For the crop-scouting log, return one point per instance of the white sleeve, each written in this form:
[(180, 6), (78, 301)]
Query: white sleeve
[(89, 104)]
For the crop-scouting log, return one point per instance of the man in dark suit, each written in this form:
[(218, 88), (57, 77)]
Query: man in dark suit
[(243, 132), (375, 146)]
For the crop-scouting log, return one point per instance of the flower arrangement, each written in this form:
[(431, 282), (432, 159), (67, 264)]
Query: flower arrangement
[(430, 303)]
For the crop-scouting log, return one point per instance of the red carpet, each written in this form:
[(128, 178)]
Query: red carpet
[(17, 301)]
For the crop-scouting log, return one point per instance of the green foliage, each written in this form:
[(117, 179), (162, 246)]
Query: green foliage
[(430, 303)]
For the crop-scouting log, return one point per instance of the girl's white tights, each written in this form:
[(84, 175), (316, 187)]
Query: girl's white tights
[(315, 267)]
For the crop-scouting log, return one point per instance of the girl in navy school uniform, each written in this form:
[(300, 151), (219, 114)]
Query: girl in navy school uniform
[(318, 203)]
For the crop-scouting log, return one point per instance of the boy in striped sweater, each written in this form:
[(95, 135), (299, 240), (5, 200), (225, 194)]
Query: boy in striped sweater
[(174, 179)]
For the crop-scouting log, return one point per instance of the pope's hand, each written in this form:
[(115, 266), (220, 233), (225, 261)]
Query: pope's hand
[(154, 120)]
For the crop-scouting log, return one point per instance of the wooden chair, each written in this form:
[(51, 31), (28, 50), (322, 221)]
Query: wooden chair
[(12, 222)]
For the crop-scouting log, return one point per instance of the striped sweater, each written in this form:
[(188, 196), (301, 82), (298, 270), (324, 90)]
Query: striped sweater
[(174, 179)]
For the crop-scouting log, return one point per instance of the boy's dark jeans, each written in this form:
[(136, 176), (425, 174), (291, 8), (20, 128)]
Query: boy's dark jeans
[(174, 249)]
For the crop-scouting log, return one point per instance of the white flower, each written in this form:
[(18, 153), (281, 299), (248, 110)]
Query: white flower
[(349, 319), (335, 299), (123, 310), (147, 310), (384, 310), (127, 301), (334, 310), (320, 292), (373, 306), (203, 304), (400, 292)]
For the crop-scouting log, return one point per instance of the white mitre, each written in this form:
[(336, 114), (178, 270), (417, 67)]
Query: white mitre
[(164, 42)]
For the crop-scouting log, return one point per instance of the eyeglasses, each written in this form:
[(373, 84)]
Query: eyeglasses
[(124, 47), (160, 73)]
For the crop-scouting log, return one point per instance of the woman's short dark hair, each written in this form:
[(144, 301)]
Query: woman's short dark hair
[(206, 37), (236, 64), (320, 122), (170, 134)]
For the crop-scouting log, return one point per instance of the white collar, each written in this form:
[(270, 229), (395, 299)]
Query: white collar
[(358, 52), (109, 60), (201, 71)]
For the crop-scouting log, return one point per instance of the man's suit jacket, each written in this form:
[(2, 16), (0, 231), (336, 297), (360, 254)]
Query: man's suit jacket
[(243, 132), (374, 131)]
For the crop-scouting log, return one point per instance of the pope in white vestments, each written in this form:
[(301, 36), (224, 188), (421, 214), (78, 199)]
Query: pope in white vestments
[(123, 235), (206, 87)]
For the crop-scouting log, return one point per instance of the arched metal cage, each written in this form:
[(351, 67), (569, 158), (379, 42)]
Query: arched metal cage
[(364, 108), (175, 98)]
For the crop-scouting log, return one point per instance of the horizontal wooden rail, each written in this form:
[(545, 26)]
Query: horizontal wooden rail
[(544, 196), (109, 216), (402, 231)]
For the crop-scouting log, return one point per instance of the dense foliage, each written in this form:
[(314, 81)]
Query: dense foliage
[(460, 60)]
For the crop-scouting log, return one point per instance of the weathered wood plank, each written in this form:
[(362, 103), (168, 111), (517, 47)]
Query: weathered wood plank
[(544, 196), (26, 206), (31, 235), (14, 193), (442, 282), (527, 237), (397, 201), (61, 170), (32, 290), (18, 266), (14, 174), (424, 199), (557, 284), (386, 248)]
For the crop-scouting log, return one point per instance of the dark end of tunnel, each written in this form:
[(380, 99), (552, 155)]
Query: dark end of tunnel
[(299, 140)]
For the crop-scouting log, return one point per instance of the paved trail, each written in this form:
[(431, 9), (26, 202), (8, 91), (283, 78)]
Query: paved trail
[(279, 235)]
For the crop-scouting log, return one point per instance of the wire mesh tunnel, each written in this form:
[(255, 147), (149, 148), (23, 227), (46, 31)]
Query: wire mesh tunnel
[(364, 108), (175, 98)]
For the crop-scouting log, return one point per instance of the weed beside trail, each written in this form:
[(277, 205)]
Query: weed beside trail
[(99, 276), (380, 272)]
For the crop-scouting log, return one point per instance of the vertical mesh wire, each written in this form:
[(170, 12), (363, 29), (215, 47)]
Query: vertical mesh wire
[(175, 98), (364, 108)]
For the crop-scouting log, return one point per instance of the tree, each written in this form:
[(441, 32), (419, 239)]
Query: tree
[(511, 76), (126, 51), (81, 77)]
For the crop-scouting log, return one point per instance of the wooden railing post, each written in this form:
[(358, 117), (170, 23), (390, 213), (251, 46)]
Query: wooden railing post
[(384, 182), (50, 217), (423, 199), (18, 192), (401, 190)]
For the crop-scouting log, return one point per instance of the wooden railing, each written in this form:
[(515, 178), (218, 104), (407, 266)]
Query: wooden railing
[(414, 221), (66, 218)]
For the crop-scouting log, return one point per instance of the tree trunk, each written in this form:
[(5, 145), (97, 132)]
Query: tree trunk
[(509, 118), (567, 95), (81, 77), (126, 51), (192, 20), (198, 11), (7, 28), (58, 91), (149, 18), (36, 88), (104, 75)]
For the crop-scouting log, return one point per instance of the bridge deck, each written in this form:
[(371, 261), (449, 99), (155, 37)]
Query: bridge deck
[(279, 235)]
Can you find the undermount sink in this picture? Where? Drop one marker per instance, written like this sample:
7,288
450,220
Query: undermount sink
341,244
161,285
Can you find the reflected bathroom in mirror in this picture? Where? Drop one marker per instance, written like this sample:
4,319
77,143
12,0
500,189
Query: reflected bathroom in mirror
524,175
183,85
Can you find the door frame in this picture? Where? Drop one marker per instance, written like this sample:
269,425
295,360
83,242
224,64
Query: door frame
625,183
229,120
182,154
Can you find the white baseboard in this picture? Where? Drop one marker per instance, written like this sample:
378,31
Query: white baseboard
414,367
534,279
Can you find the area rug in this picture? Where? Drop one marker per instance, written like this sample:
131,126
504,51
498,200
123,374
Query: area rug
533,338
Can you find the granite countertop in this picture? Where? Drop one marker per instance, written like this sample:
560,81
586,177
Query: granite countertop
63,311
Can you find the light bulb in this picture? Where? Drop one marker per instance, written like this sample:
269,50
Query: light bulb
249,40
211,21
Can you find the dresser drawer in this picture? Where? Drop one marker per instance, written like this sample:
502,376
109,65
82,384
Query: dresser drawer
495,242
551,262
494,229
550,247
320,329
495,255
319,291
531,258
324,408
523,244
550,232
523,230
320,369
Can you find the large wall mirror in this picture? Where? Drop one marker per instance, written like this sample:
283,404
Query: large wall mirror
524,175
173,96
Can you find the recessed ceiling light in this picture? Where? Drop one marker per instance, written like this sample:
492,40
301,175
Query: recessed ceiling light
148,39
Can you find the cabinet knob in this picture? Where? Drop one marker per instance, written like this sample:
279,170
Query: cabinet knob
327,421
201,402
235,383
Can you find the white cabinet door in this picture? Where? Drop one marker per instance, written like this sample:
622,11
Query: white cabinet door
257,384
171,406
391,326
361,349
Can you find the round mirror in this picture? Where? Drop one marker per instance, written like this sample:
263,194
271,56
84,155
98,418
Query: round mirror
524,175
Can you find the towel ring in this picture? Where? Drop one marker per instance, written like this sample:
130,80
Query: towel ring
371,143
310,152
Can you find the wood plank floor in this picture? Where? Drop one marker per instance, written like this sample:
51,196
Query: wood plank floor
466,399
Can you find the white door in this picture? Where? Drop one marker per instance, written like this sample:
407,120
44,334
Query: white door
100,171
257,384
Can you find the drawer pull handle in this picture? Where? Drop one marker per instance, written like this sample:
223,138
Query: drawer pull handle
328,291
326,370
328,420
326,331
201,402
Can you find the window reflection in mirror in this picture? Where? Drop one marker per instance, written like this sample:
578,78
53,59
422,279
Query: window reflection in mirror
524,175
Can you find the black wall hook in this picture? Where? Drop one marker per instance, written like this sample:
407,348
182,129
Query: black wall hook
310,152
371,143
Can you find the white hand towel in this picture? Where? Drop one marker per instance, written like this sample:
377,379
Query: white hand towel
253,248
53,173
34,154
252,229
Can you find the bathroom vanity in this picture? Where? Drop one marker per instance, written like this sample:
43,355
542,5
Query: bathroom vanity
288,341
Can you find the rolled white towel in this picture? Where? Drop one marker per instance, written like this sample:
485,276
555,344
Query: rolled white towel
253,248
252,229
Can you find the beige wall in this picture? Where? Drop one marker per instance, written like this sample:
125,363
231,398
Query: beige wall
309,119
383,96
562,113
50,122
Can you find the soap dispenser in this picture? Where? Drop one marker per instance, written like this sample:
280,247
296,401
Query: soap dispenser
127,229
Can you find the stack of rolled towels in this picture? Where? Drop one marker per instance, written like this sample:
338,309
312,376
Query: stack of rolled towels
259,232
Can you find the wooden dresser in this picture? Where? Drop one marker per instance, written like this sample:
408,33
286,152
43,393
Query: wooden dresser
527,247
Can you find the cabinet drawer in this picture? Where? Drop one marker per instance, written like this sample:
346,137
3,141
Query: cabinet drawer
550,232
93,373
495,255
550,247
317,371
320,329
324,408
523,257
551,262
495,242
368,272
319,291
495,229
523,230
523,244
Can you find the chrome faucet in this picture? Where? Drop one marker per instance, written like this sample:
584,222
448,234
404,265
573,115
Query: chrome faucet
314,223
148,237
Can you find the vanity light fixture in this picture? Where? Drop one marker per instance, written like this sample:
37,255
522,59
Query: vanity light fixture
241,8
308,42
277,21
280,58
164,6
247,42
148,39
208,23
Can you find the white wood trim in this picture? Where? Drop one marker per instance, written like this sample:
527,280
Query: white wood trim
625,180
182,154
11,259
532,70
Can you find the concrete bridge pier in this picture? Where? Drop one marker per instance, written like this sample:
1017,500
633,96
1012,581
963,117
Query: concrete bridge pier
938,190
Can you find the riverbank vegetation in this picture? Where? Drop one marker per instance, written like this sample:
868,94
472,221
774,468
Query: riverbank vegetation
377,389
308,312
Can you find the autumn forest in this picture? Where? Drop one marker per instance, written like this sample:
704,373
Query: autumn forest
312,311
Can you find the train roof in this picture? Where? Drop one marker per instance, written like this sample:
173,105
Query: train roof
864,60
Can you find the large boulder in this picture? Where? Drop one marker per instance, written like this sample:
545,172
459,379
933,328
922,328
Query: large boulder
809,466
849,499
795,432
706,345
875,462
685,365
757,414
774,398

★ ★ ★

_Exercise prompt:_
Nothing but the lines from the first line of the listing above through the line holding "[(117, 179), (162, 246)]" should be reproduced, and each must match exactly.

_Exercise solution:_
For the crop-scouting log, return one point per instance of the white sleeve, each written in this form:
[(180, 6), (78, 301)]
Query: white sleeve
[(89, 104)]
For the crop-scouting log, return one point per instance of the man in dark suit, each written in this form:
[(218, 88), (57, 77)]
Query: man in dark suit
[(243, 132), (375, 146)]
For the crop-scouting log, return one point per instance of the flower arrangement, each written in this form:
[(431, 282), (432, 159), (67, 264)]
Query: flower arrangement
[(430, 303)]
For the crop-scouting log, return one point per instance of the red carpet, each written in this form:
[(128, 178)]
Query: red carpet
[(17, 301)]
For the crop-scouting log, return one point per instance of the green foliage, each written in this form:
[(117, 179), (162, 246)]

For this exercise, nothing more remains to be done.